EXERCICE COURT A: Recopiez à l'identique la partie des enregistrements qui commence à la ligne contenant « Point to the shadowed » et se termine à la ligne contenant « <point>442,674</point> », ces deux lignes comprises.

EXTRAIT CHOISI:
---*---
Des fabliaux aux pubs Benetton ou d’Antonio Federici, en passant par toute une littérature, les nonnes friponnes se faisant allègrement trousser par un curé lubrique ont peuplé dessins et récits paillards. Mais là, il ne s’agit plus de péchés de chair entre adultes jetant de concert leurs vœux de chasteté aux orties, mais de harcèlements et de viols. Et, même si elles ne subissent pas de violences sexuelles, beaucoup de religieuses sont traitées par les prêtres, des évêques, des cardinaux comme des boniches à leur service (et gratuites). Le pape vient de le reconnaître : "des prêtres se sont servis de religieuses comme esclaves sexuelles".
La loi du silence et du secret
Deux ex-nonnes, Rocío Figueroa et Doris Wagner Reisinger, ont rompu la loi du silence et fondé une association Voices of Faith pour amener leurs consœurs à dénoncer la violence exercée par une partie des prêtres et évêques. Elles ont déjà obtenu que l’Union internationale des supérieures générales (UISG), organisme qui représente plus d’un demi-million de religieuses dans le monde, fasse part de sa "profonde tristesse et indignation" face aux abus qui règnent au sein de l’église. Mais ces « Supérieures » n’ont-elles pas, naguère, fait prévaloir la loi du silence et du secret ? C’est ce qui ressort en tout cas des témoignages de Wagner et Figueroa.
---*---
[Extraits d'un jeu de données de pointage]
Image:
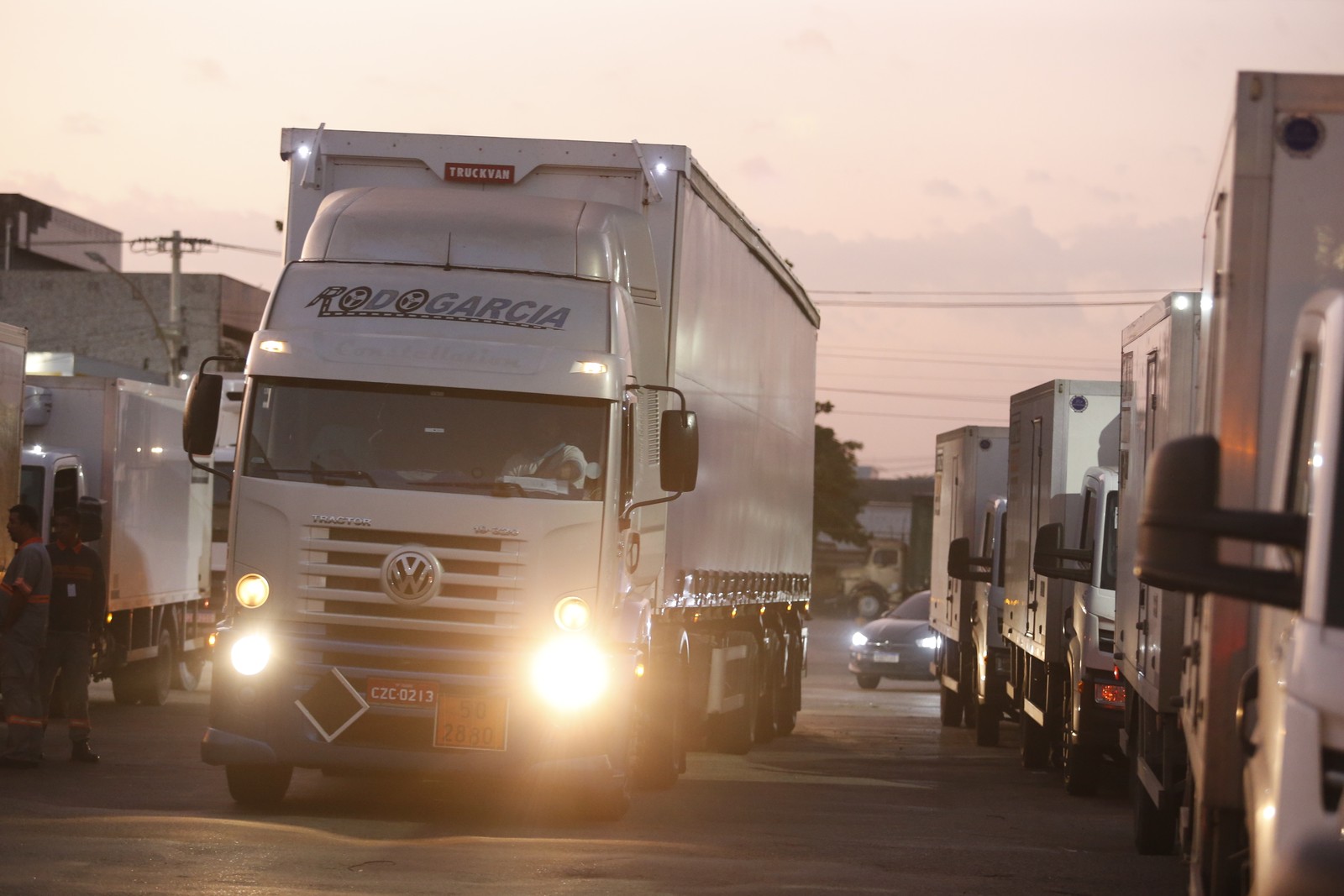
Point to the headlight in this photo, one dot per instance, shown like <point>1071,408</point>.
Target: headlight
<point>250,654</point>
<point>252,590</point>
<point>570,673</point>
<point>571,614</point>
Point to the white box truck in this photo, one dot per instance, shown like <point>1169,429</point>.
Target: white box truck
<point>1159,402</point>
<point>971,469</point>
<point>13,345</point>
<point>109,449</point>
<point>1247,515</point>
<point>403,595</point>
<point>1063,445</point>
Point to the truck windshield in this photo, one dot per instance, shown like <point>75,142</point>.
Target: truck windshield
<point>427,439</point>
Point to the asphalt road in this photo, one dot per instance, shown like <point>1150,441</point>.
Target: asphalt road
<point>869,795</point>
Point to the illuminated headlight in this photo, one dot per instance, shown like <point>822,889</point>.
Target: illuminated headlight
<point>250,654</point>
<point>570,673</point>
<point>571,614</point>
<point>252,590</point>
<point>1110,694</point>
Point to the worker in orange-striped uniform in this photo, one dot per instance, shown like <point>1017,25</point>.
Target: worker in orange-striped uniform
<point>78,605</point>
<point>24,594</point>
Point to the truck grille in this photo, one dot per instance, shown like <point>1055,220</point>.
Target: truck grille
<point>467,631</point>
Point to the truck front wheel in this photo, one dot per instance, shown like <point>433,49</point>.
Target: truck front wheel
<point>259,786</point>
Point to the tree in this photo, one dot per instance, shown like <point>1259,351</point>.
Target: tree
<point>835,497</point>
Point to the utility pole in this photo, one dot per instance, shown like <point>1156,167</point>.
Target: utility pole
<point>176,244</point>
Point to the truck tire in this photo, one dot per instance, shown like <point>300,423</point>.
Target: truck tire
<point>188,671</point>
<point>259,786</point>
<point>1155,828</point>
<point>734,731</point>
<point>158,681</point>
<point>869,605</point>
<point>786,716</point>
<point>987,726</point>
<point>128,684</point>
<point>660,739</point>
<point>1035,743</point>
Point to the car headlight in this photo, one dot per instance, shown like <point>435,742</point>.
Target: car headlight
<point>573,614</point>
<point>250,654</point>
<point>570,673</point>
<point>252,590</point>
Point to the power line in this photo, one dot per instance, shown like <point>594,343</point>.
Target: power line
<point>981,291</point>
<point>933,396</point>
<point>961,305</point>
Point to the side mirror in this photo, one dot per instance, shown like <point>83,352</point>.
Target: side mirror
<point>1050,555</point>
<point>963,566</point>
<point>201,418</point>
<point>679,452</point>
<point>1180,526</point>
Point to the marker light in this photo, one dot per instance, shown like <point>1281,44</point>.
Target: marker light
<point>570,673</point>
<point>571,614</point>
<point>252,590</point>
<point>250,654</point>
<point>588,367</point>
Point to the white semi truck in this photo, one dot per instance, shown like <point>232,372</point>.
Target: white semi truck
<point>971,469</point>
<point>108,449</point>
<point>405,598</point>
<point>13,345</point>
<point>1247,515</point>
<point>1063,448</point>
<point>1159,402</point>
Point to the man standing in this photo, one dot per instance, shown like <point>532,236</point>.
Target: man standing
<point>78,604</point>
<point>24,627</point>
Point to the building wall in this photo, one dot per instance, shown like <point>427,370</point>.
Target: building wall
<point>97,315</point>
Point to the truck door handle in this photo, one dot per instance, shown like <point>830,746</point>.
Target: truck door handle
<point>1247,694</point>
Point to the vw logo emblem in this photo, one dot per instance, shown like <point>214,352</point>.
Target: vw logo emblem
<point>410,575</point>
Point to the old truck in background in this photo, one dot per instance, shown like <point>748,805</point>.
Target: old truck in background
<point>109,449</point>
<point>398,600</point>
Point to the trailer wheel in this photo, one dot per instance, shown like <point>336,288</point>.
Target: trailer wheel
<point>786,716</point>
<point>158,681</point>
<point>987,725</point>
<point>1155,828</point>
<point>259,786</point>
<point>949,707</point>
<point>1035,743</point>
<point>734,731</point>
<point>188,671</point>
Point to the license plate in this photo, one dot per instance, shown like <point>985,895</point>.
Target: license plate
<point>470,723</point>
<point>390,692</point>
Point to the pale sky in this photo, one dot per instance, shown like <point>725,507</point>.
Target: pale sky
<point>944,145</point>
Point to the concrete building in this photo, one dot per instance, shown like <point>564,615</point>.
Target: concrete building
<point>92,312</point>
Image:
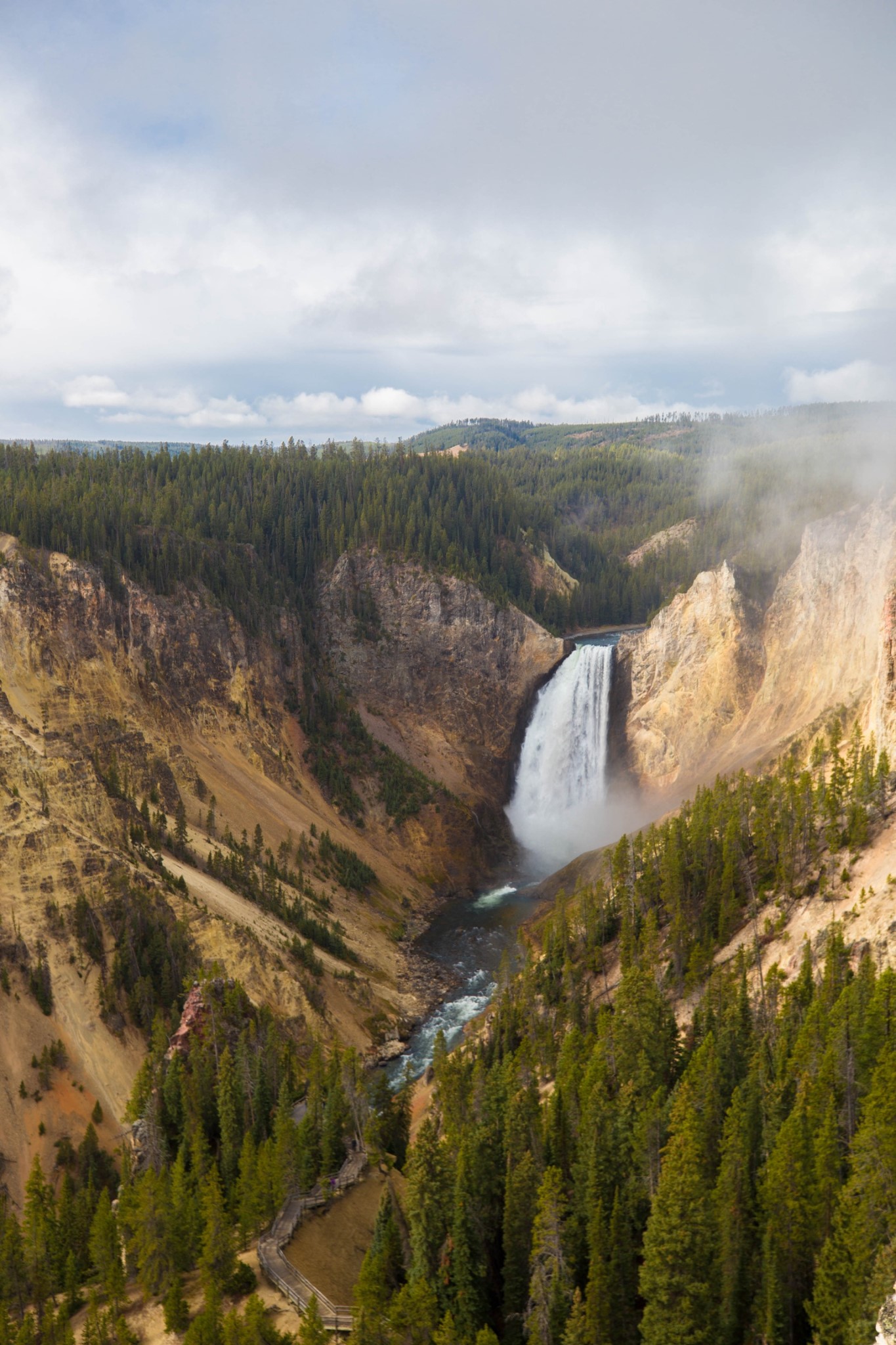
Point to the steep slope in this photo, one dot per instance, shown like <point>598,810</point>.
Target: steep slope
<point>441,673</point>
<point>112,697</point>
<point>687,681</point>
<point>712,684</point>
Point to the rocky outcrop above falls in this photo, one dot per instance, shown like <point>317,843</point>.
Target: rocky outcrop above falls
<point>441,674</point>
<point>712,682</point>
<point>688,680</point>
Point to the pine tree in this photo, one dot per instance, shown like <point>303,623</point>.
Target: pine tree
<point>175,1306</point>
<point>550,1270</point>
<point>228,1118</point>
<point>790,1228</point>
<point>38,1237</point>
<point>519,1216</point>
<point>310,1329</point>
<point>677,1275</point>
<point>218,1259</point>
<point>467,1254</point>
<point>735,1200</point>
<point>105,1252</point>
<point>429,1185</point>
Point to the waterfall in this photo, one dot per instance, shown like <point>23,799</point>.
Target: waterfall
<point>562,778</point>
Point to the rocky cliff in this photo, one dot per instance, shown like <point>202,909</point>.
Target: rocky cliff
<point>712,682</point>
<point>441,674</point>
<point>687,681</point>
<point>113,694</point>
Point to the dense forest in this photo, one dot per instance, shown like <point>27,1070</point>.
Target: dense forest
<point>254,526</point>
<point>590,1172</point>
<point>218,1152</point>
<point>593,1174</point>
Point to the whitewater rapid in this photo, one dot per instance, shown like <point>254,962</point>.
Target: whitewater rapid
<point>562,778</point>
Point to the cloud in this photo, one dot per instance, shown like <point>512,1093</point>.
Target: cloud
<point>464,198</point>
<point>860,381</point>
<point>379,410</point>
<point>182,407</point>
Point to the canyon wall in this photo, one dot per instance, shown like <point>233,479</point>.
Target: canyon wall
<point>441,674</point>
<point>714,684</point>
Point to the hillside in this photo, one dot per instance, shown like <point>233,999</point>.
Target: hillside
<point>129,717</point>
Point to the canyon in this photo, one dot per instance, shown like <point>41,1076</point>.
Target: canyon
<point>715,682</point>
<point>174,697</point>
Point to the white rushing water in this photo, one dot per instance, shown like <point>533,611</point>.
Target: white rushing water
<point>562,778</point>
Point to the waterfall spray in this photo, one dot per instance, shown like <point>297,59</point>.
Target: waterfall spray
<point>562,778</point>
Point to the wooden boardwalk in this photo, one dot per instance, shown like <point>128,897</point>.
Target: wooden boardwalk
<point>336,1317</point>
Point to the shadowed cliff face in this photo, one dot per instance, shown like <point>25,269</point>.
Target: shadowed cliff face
<point>187,705</point>
<point>441,674</point>
<point>714,684</point>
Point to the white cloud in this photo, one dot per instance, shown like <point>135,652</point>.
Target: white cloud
<point>93,390</point>
<point>387,410</point>
<point>860,381</point>
<point>383,228</point>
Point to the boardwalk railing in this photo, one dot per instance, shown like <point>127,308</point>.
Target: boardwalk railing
<point>336,1317</point>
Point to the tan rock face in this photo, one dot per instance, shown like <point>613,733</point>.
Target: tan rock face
<point>183,698</point>
<point>822,628</point>
<point>689,678</point>
<point>710,685</point>
<point>442,674</point>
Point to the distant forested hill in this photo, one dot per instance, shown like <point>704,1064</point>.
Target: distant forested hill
<point>254,525</point>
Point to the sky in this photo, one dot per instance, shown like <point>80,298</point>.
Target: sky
<point>247,221</point>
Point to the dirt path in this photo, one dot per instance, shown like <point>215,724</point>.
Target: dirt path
<point>328,1246</point>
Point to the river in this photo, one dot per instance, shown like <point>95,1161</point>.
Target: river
<point>555,814</point>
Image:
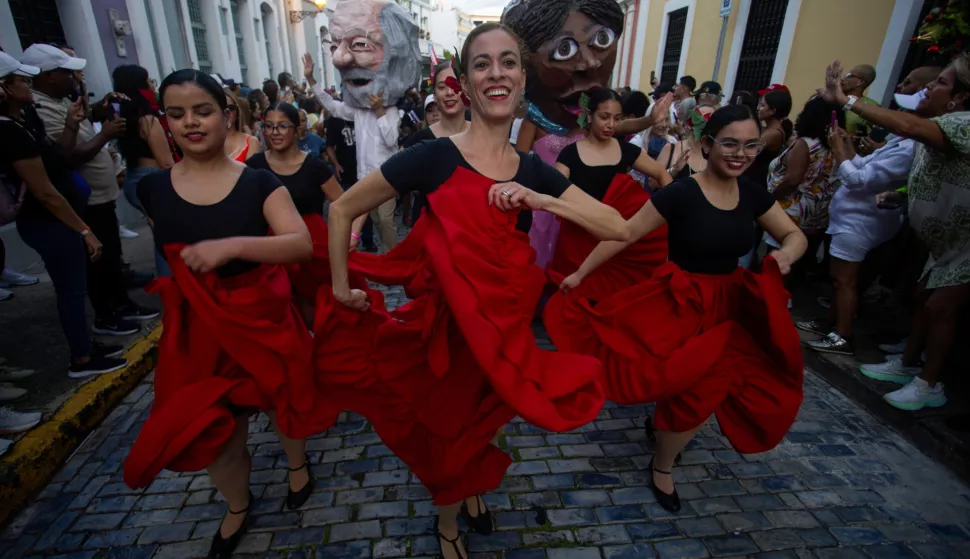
---*---
EXERCICE COURT B: Poursuivez l'article sur les violences subies par des religieuses de la part de membres du clergé, à la suite de sa dernière phrase.

RÉPONSE FINALE A:
Point to the shadowed cliff face in this photo, one dot per instance, shown like <point>25,269</point>.
Target: shadowed cliff face
<point>187,705</point>
<point>441,674</point>
<point>714,684</point>
Point to the white cloud in this photo, one dot per instance, shown like <point>135,652</point>.
Target: white cloud
<point>93,390</point>
<point>387,410</point>
<point>860,381</point>
<point>383,228</point>
Point to the boardwalk railing in this photo, one dot per instance, shown like <point>127,308</point>.
Target: boardwalk railing
<point>336,1317</point>
Point to the tan rock face in this photo, one dot per instance, shown like <point>613,733</point>.
Target: tan rock face
<point>183,698</point>
<point>822,628</point>
<point>689,678</point>
<point>710,685</point>
<point>442,674</point>

RÉPONSE FINALE B:
Rocío Figueroa, péruvienne, fut durant 21 ans, religieuse dans la Fraternité mariale de la réconciliation rattachée à la Congrégation de la vie chrétienne (Sodalitium Christianae Vitae), un des groupes les plus conservateurs des églises d’Amérique latine. Rocio souffrit des abus du vicaire de la congrégation, German Doig, au su du fondateur Luis Fernando Figari.
Rocio conte que dès ses 15 ans, elle sentit l’appel de dieu et elle rencontra cette congrégation ultra-conservatrice. German Doig devint son directeur spirituel. Au bout de quelques mois, il l’amena à pratiquer le yoga. Peu à peu les sessions de groupes se transformèrent en duo, lui et elle. Il lui enseigna des exercices spéciaux destinés à renforcer son autocontrôle sur sa sexualité. Graduellement, ils devinrent de plus en plus intimes et les exercices de plus en plus spéciaux… Mais elle n’en dit rien à personne, se sentant coupable.
A 18 ans avec 5 autres jeunes filles, elle décide de se consacrer à la vie religieuse, devenant la branche féminine du mouvement. Elles furent très durement traitées par la branche masculine, avec un Figari misogyne qui considérait les femmes comme moins intelligentes. Comme Rocio devenait de plus en plus critique sur le traitement subi, elle fut envoyée à Rome.
Doig mourut en 2002, et Figari, sans vergogne, voulut qu’elle l’aide à obtenir sa béatification. Mais, ayant découvert qu’elle n’était pas la seule victime de Doig, qu’il était un abuseur en série, elle eut la néfaste idée d’en informer le fondateur et se retrouva, elle-même, accusée de mensonge. Et quand elle raconta au Cardinal Rylko les abus dont elle avait été victime, il lui répondit qu’elle avait le choix entre quitter la communauté ou garder le silence. Il a fallu l’aide d’un journaliste pour que, bien des années après, les abus commis par Doig, Figari et au moins deux autres membres de la direction de cette congrégation deviennent publics.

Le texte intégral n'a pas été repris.